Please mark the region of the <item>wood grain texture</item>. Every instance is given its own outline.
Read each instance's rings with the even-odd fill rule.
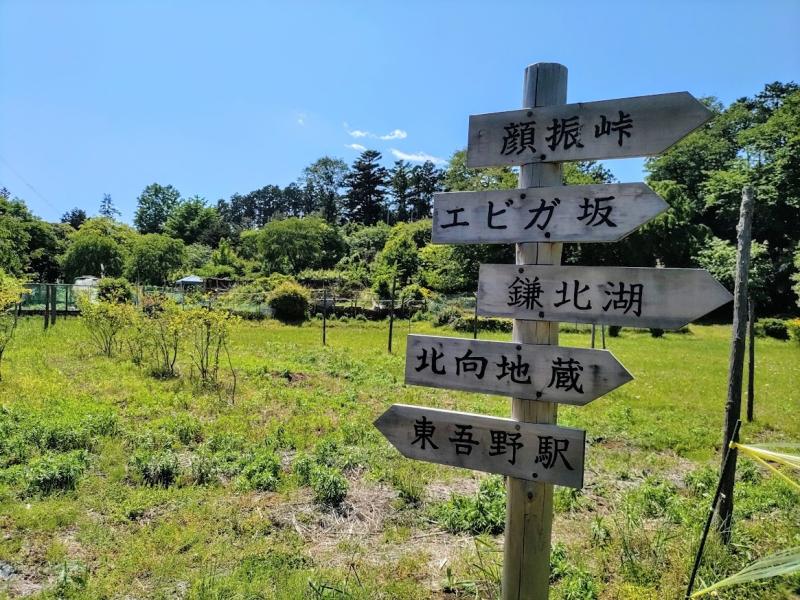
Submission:
[[[644,183],[444,192],[433,196],[432,241],[614,242],[667,208]]]
[[[459,428],[459,425],[466,427]],[[424,448],[419,435],[423,426],[430,431]],[[578,489],[583,487],[586,432],[580,429],[406,404],[392,405],[375,421],[375,427],[408,458]],[[498,446],[493,444],[492,431],[512,437],[505,437],[506,445]],[[469,443],[464,442],[465,439]],[[521,446],[512,448],[509,441]],[[541,453],[543,448],[549,448],[550,454]]]
[[[541,287],[539,298],[514,305],[512,286],[527,282]],[[535,321],[677,329],[731,299],[703,269],[481,265],[478,276],[478,314]]]
[[[530,109],[472,115],[467,166],[650,156],[665,151],[712,116],[713,113],[688,92],[558,106],[537,104]],[[572,120],[564,123],[562,130],[548,130],[553,127],[554,120],[560,126],[562,119]],[[567,136],[554,145],[559,142],[560,132],[571,132],[572,126],[577,127],[579,137]],[[507,129],[509,127],[512,129]],[[521,132],[530,133],[531,129],[531,139],[524,139]],[[520,133],[512,135],[514,132]],[[556,138],[548,140],[553,133]]]
[[[580,406],[632,379],[607,350],[432,335],[409,335],[406,345],[412,385]]]

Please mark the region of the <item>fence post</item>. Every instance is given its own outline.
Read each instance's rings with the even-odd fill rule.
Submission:
[[[478,294],[475,294],[475,314],[472,315],[472,339],[478,339]]]
[[[46,283],[44,286],[44,328],[50,327],[50,286]]]
[[[322,286],[322,345],[328,343],[328,288]]]
[[[564,104],[567,68],[538,63],[525,69],[523,108]],[[561,163],[522,165],[519,187],[562,185]],[[558,265],[561,244],[517,244],[516,264]],[[513,339],[527,344],[558,344],[558,323],[514,319]],[[557,405],[512,398],[511,418],[528,423],[557,421]],[[509,477],[503,560],[503,600],[546,600],[550,589],[550,535],[553,485]]]
[[[397,273],[392,277],[392,299],[389,304],[389,354],[392,353],[392,334],[394,333],[394,290],[397,285]]]
[[[731,340],[730,365],[728,367],[728,398],[725,403],[725,430],[722,440],[722,454],[726,454],[733,441],[736,422],[742,414],[742,370],[744,367],[745,328],[747,327],[747,274],[750,271],[750,223],[753,218],[753,188],[745,186],[742,190],[742,205],[739,210],[737,226],[738,247],[736,250],[736,282],[733,293],[733,336]],[[730,460],[723,458],[720,465],[722,480],[717,529],[722,541],[731,541],[733,526],[733,484],[736,478],[736,449]]]
[[[600,325],[600,339],[603,342],[603,350],[606,349],[606,326]]]
[[[756,309],[752,296],[747,300],[747,422],[753,421],[756,376]]]
[[[52,295],[50,296],[50,306],[52,310],[50,311],[50,325],[56,324],[56,313],[58,312],[58,284],[54,283],[51,286]]]
[[[597,325],[592,323],[592,348],[594,348],[594,336],[596,331],[597,331]]]

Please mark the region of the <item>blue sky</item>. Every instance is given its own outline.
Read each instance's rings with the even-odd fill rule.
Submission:
[[[570,102],[728,103],[800,80],[798,24],[800,0],[0,0],[0,186],[50,220],[109,193],[130,221],[154,181],[215,202],[353,144],[446,159],[540,61],[569,68]]]

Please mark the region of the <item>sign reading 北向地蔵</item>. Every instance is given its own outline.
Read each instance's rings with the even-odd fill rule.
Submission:
[[[435,244],[613,242],[668,208],[644,183],[434,194]]]
[[[406,404],[392,405],[375,427],[408,458],[583,487],[579,429]]]
[[[467,166],[649,156],[712,116],[688,92],[472,115]]]
[[[607,350],[409,335],[406,383],[583,405],[631,381]]]

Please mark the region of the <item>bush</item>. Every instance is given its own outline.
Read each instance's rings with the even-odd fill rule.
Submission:
[[[203,441],[203,426],[200,421],[189,415],[178,415],[170,419],[166,424],[166,430],[186,446]]]
[[[93,302],[85,296],[78,297],[81,320],[89,330],[97,349],[106,356],[113,356],[119,349],[118,334],[124,331],[135,309],[130,304],[112,301]]]
[[[307,454],[298,454],[295,457],[292,470],[300,485],[308,485],[311,483],[311,471],[314,469],[314,466],[314,459]]]
[[[311,490],[317,504],[337,507],[347,496],[347,480],[336,469],[319,465],[311,471]]]
[[[650,335],[653,336],[654,338],[664,337],[664,330],[659,327],[651,327]]]
[[[787,323],[789,328],[789,336],[798,344],[800,344],[800,319],[792,319]]]
[[[458,310],[455,306],[447,306],[434,314],[433,324],[437,327],[444,327],[445,325],[450,325],[461,318],[463,317],[460,310]]]
[[[619,325],[609,325],[608,326],[608,335],[609,337],[619,337],[619,332],[622,331],[622,327]]]
[[[273,492],[278,488],[281,463],[274,452],[261,449],[242,469],[241,487],[261,492]]]
[[[169,487],[178,478],[178,457],[172,450],[139,450],[131,459],[131,467],[147,485]]]
[[[756,335],[771,337],[776,340],[789,339],[789,326],[783,319],[759,319],[756,321]]]
[[[311,294],[303,286],[285,281],[269,294],[273,316],[284,323],[299,323],[308,316]]]
[[[201,452],[192,457],[192,481],[197,485],[207,485],[217,479],[217,461],[214,456]]]
[[[105,302],[133,302],[133,288],[124,277],[103,277],[97,282],[97,299]]]
[[[74,490],[85,469],[86,453],[82,450],[39,456],[25,470],[28,493],[50,494],[59,490]]]
[[[436,520],[451,533],[503,532],[506,523],[506,490],[501,477],[481,481],[474,497],[453,494],[434,511]]]

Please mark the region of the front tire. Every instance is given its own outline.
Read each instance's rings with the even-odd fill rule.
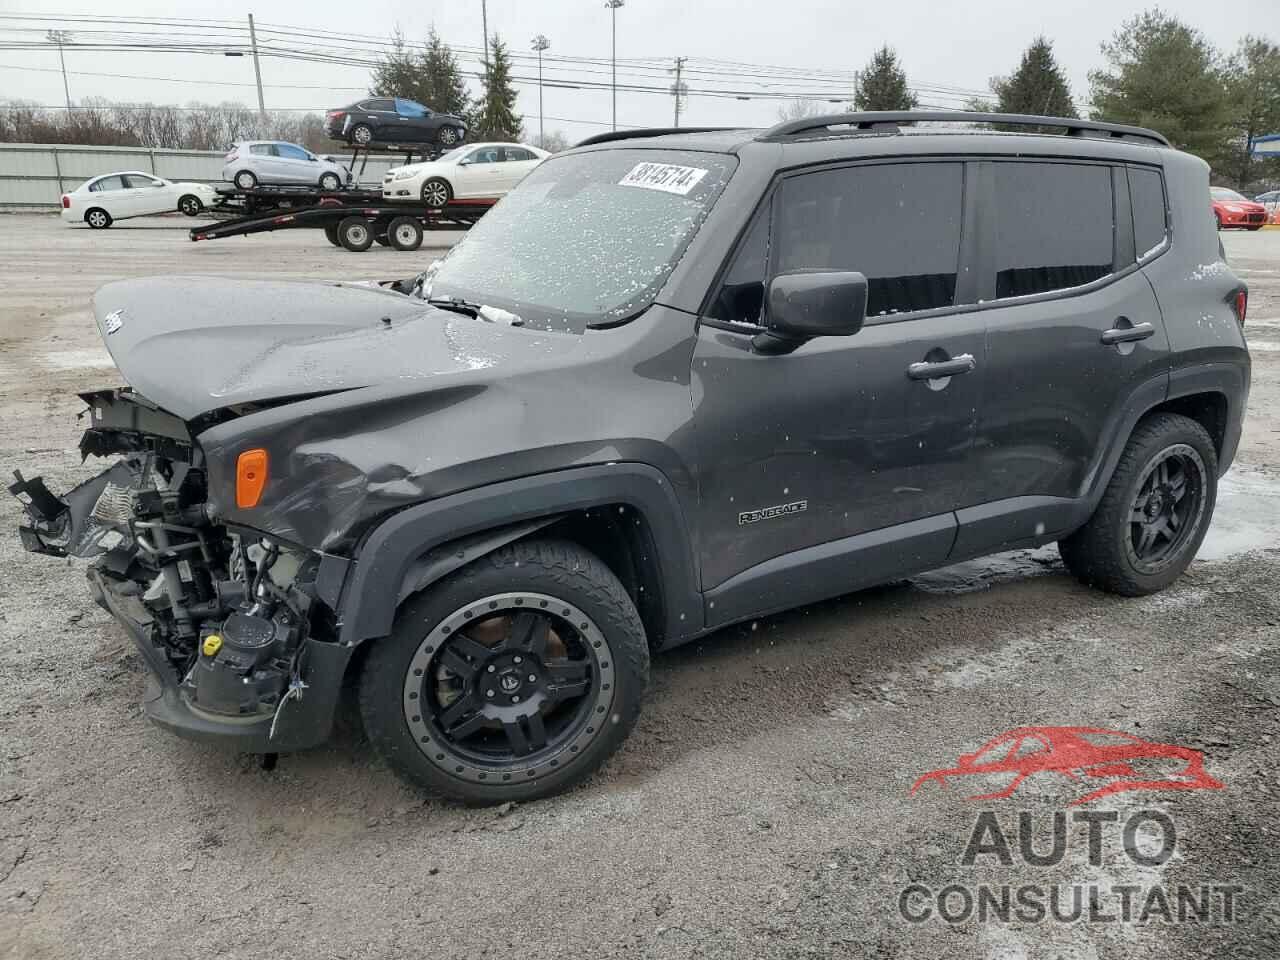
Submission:
[[[432,210],[448,206],[452,199],[453,187],[443,177],[432,177],[422,185],[422,202]]]
[[[351,142],[367,147],[373,143],[373,128],[365,123],[357,123],[351,128]]]
[[[469,803],[530,800],[618,749],[648,675],[617,577],[576,544],[520,541],[403,605],[365,660],[360,713],[410,783]]]
[[[258,178],[252,170],[241,170],[234,182],[237,190],[254,190],[258,186]]]
[[[105,230],[111,226],[111,214],[101,207],[94,207],[84,212],[84,222],[89,225],[90,230]]]
[[[184,194],[182,198],[178,200],[178,212],[184,213],[188,217],[200,216],[200,211],[203,209],[204,204],[200,202],[200,198],[195,194]]]
[[[347,217],[338,224],[338,242],[352,253],[373,246],[373,225],[364,217]]]
[[[1199,423],[1160,413],[1138,424],[1089,522],[1058,542],[1079,580],[1141,597],[1177,580],[1200,549],[1218,495],[1218,455]]]
[[[332,171],[320,176],[320,189],[331,193],[342,189],[342,178]]]
[[[441,127],[440,132],[436,134],[436,139],[440,141],[442,147],[452,147],[462,139],[462,136],[456,127]]]
[[[342,241],[338,238],[338,225],[336,223],[327,223],[324,227],[324,238],[332,243],[335,247],[342,246]]]

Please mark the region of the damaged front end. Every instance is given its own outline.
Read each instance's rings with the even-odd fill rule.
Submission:
[[[321,557],[220,524],[182,419],[127,389],[82,397],[81,453],[122,459],[62,496],[15,472],[23,545],[92,561],[94,599],[146,660],[160,725],[258,753],[325,740],[350,648],[333,642]]]

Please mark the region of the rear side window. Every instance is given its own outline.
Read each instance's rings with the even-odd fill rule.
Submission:
[[[120,177],[120,176],[103,177],[101,180],[97,181],[96,183],[89,184],[89,189],[93,193],[104,193],[108,190],[124,190],[125,189],[124,177]]]
[[[255,143],[249,148],[249,152],[255,157],[273,157],[275,156],[275,144],[271,143]]]
[[[867,316],[955,303],[964,176],[959,163],[844,167],[783,181],[774,272],[857,270]]]
[[[1129,168],[1129,196],[1133,202],[1133,240],[1141,262],[1156,253],[1168,236],[1164,181],[1155,170]]]
[[[277,156],[284,157],[286,160],[310,160],[311,154],[303,150],[301,147],[295,147],[292,143],[277,143]]]
[[[532,160],[533,154],[522,147],[507,147],[508,160]]]
[[[1068,290],[1111,273],[1111,168],[996,163],[996,297]]]

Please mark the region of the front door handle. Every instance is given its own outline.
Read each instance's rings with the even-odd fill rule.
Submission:
[[[1102,342],[1107,346],[1116,343],[1132,343],[1155,336],[1156,328],[1149,323],[1135,323],[1131,327],[1113,327],[1102,331]]]
[[[962,353],[950,360],[921,361],[907,367],[907,376],[912,380],[941,380],[944,377],[958,377],[968,373],[978,365],[973,354]]]

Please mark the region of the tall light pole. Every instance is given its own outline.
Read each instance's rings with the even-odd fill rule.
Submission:
[[[604,0],[613,18],[613,129],[618,129],[618,8],[623,0]]]
[[[249,14],[249,46],[253,48],[253,76],[258,81],[258,119],[265,120],[267,105],[262,99],[262,68],[258,66],[258,34],[253,29],[253,14]]]
[[[488,0],[480,0],[480,28],[484,30],[484,55],[481,58],[484,63],[484,82],[489,83],[489,3]]]
[[[44,35],[50,43],[58,45],[58,60],[62,64],[62,92],[67,96],[67,113],[71,113],[71,87],[67,85],[67,58],[63,56],[62,45],[71,42],[71,33],[67,30],[50,30]]]
[[[538,51],[538,146],[547,149],[547,131],[542,126],[542,51],[551,46],[551,41],[538,34],[533,38],[533,49]]]

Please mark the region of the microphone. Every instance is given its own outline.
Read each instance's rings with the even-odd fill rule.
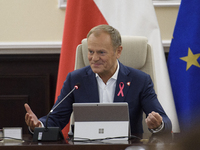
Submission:
[[[57,104],[55,105],[47,115],[45,127],[36,127],[34,129],[33,141],[58,141],[64,139],[63,134],[59,127],[48,127],[48,119],[50,114],[72,93],[74,90],[80,88],[80,83],[77,83],[74,88]]]
[[[48,123],[48,119],[49,119],[49,115],[54,111],[54,109],[56,109],[72,92],[74,92],[74,90],[78,90],[78,88],[80,87],[80,83],[77,83],[74,88],[54,107],[51,109],[51,111],[48,113],[47,115],[47,119],[46,119],[46,125],[45,125],[45,129],[47,130],[47,123]]]

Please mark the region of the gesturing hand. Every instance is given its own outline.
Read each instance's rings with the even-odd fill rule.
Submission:
[[[24,107],[26,109],[26,115],[25,115],[25,122],[26,124],[31,128],[33,131],[35,127],[41,127],[41,123],[38,120],[37,116],[32,112],[31,108],[28,104],[24,104]]]
[[[162,123],[162,116],[160,116],[159,113],[152,111],[145,119],[145,122],[149,129],[156,129]]]

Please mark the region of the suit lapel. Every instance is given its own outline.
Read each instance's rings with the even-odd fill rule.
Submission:
[[[132,78],[128,76],[130,71],[119,62],[120,68],[117,77],[116,89],[114,102],[124,102],[127,92],[129,90],[129,86],[131,84]]]
[[[119,68],[119,73],[118,73],[117,83],[116,83],[116,88],[115,88],[114,102],[125,101],[125,98],[130,86],[129,84],[131,84],[131,81],[132,81],[132,78],[128,76],[130,71],[120,62],[119,62],[119,65],[120,65],[120,68]],[[88,95],[88,102],[99,103],[99,92],[98,92],[97,80],[95,77],[95,73],[92,72],[92,69],[90,67],[88,70],[86,70],[86,75],[83,76],[83,83],[86,89],[86,93]]]
[[[98,85],[95,74],[92,72],[91,68],[87,70],[86,75],[83,77],[83,83],[86,89],[86,93],[88,95],[88,102],[98,103],[99,102]]]

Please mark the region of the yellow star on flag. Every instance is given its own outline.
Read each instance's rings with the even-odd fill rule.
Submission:
[[[187,62],[187,68],[186,68],[186,71],[187,71],[192,65],[200,67],[200,64],[197,61],[199,57],[200,57],[200,53],[194,55],[191,49],[188,48],[188,56],[181,57],[180,59]]]

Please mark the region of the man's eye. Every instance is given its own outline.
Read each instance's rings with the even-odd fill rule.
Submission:
[[[105,52],[100,52],[100,54],[105,54]]]
[[[90,53],[90,54],[93,54],[94,52],[93,52],[93,51],[89,51],[89,53]]]

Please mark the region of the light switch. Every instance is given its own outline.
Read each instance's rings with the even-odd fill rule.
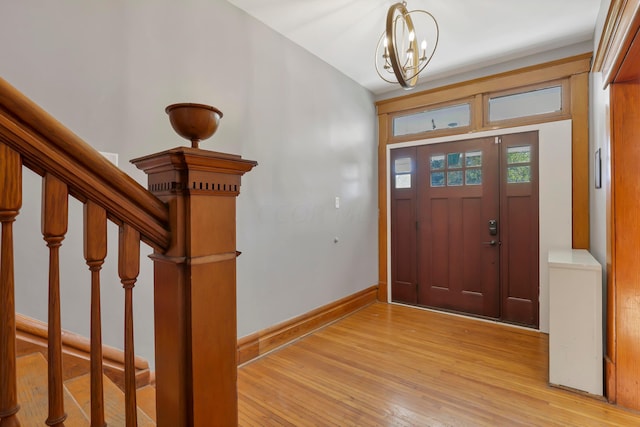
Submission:
[[[340,209],[340,197],[336,196],[336,209]]]

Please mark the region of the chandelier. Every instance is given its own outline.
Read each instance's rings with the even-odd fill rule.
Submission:
[[[376,47],[376,71],[380,78],[412,89],[431,61],[439,36],[438,22],[429,12],[407,11],[404,1],[392,5],[387,12],[386,30]],[[421,40],[419,48],[418,40]]]

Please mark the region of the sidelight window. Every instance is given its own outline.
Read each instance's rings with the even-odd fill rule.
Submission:
[[[396,159],[393,166],[396,188],[411,188],[411,172],[413,171],[411,158]]]
[[[531,146],[507,148],[507,183],[531,182]]]

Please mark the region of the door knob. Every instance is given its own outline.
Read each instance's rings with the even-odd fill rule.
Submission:
[[[495,246],[498,244],[498,241],[496,240],[491,240],[489,242],[482,242],[483,245],[490,245],[490,246]]]

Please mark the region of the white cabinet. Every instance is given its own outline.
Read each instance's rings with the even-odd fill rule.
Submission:
[[[600,396],[601,271],[586,250],[549,251],[549,382]]]

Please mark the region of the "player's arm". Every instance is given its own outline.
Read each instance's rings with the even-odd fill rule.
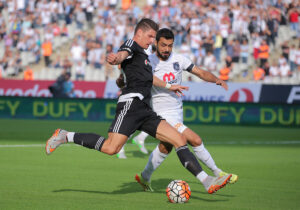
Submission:
[[[184,96],[183,90],[188,90],[189,88],[182,85],[171,85],[156,76],[153,76],[153,85],[156,87],[166,88],[176,93],[177,96]]]
[[[216,77],[214,74],[210,73],[209,71],[206,71],[204,69],[201,69],[197,66],[194,66],[192,71],[192,74],[196,75],[200,79],[206,81],[206,82],[212,82],[216,83],[216,85],[222,86],[225,90],[228,90],[228,85],[223,80]]]
[[[128,57],[128,55],[129,55],[129,53],[127,51],[119,51],[117,53],[109,53],[106,56],[106,61],[111,65],[119,65]]]

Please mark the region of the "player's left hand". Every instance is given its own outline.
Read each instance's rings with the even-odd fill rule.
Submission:
[[[117,54],[115,53],[109,53],[107,56],[106,56],[106,61],[111,64],[111,65],[116,65],[117,64]]]
[[[123,74],[120,74],[119,75],[119,77],[118,77],[118,79],[116,80],[116,84],[117,84],[117,86],[119,87],[119,88],[123,88],[123,87],[125,87],[125,81],[124,81],[124,76],[123,76]]]
[[[225,90],[228,90],[228,85],[225,81],[221,80],[221,79],[217,79],[216,81],[216,85],[220,85],[222,86]]]
[[[189,87],[182,85],[171,85],[169,90],[173,91],[178,97],[184,96],[183,90],[189,90]]]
##########
▶ _WHAT IS NEEDED_
Gather each line from the entries above that includes the word "player".

▶ _THE ANSWER_
Please mark the region of the "player's arm". Every instance is given its own outline.
Please mark the region of the "player's left hand". Every instance is given its own outline.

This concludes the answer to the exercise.